Rows in a dataset
------------------------------------------------------------------------

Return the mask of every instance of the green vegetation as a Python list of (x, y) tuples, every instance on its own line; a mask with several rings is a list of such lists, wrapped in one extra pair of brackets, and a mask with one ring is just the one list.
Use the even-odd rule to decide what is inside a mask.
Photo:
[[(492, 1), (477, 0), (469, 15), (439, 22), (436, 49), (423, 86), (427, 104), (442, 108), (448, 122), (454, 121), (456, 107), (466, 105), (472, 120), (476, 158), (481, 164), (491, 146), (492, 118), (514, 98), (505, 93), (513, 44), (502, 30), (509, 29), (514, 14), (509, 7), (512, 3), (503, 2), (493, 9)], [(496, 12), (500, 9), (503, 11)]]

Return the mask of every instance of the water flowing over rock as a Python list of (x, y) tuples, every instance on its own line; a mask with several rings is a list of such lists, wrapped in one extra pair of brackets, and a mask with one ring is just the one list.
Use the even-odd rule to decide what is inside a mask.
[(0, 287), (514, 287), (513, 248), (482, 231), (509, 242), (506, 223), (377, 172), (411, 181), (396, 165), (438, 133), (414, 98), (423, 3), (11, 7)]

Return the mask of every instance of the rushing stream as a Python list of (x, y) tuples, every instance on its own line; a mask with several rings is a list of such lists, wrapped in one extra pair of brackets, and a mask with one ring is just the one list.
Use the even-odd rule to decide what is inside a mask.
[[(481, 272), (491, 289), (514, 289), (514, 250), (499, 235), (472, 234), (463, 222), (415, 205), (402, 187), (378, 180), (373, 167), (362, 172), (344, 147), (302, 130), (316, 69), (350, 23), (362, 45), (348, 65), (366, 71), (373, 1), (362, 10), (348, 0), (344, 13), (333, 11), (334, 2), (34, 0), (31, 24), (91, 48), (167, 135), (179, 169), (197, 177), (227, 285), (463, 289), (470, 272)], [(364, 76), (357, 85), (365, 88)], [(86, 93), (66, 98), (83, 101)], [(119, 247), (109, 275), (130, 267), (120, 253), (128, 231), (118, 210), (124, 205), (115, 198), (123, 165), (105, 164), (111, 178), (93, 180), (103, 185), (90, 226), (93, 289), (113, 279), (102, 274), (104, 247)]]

------------------------------------------------------------------------

▶ [Exercise]
Please print the rows above, reproducing every line with no changes.

▶ [Full answer]
Return the mask of every instance of the green vegetation as a Python list of (x, y) tuples, every instance on its own line; a mask with several rings is a list of such lists, wrapped in one extra pair of brackets, and a mask with one ring is just the one list.
Use the even-odd rule to decide what is inside a mask.
Photo:
[[(492, 1), (477, 0), (469, 15), (439, 22), (436, 49), (423, 86), (427, 104), (442, 108), (448, 122), (454, 121), (456, 107), (466, 105), (472, 120), (476, 158), (481, 164), (491, 146), (492, 118), (514, 98), (505, 93), (513, 44), (502, 30), (509, 29), (514, 14), (509, 7), (512, 3), (503, 2), (493, 9)], [(496, 12), (500, 9), (503, 11)]]

Return the mask of every instance of the water flowing over rock as a Python list of (x, y) tuples, every instance on its own line; a mask with several rings is a list of such lists, wrapped in one extra pair of brackets, and a mask with one ring is just the one list.
Use the even-odd rule to decide what is inside a mask.
[(0, 287), (514, 287), (513, 248), (482, 231), (509, 242), (506, 223), (377, 172), (411, 181), (396, 165), (438, 133), (414, 98), (423, 3), (11, 7)]

Return the mask of every instance of the rushing stream as a Python list of (x, y) tuples, every instance on its own line; a mask with several rings is a list of such lists, wrapped in one extra pair of brackets, and a mask with one ring is just the one list.
Use the even-odd rule to decide what is inside a mask.
[[(481, 272), (491, 289), (514, 289), (514, 250), (499, 235), (472, 234), (463, 222), (415, 205), (402, 187), (378, 180), (373, 167), (362, 172), (344, 147), (302, 130), (316, 69), (350, 23), (362, 45), (348, 65), (366, 71), (373, 1), (362, 10), (348, 0), (344, 13), (333, 11), (334, 2), (34, 0), (31, 24), (91, 48), (167, 135), (179, 169), (197, 177), (227, 285), (463, 289), (470, 272)], [(364, 76), (357, 85), (365, 88)], [(86, 93), (66, 98), (83, 101)], [(119, 247), (109, 275), (130, 267), (120, 253), (128, 231), (118, 210), (124, 205), (115, 198), (123, 165), (105, 164), (111, 178), (93, 180), (103, 185), (90, 226), (93, 289), (113, 279), (102, 274), (104, 247)]]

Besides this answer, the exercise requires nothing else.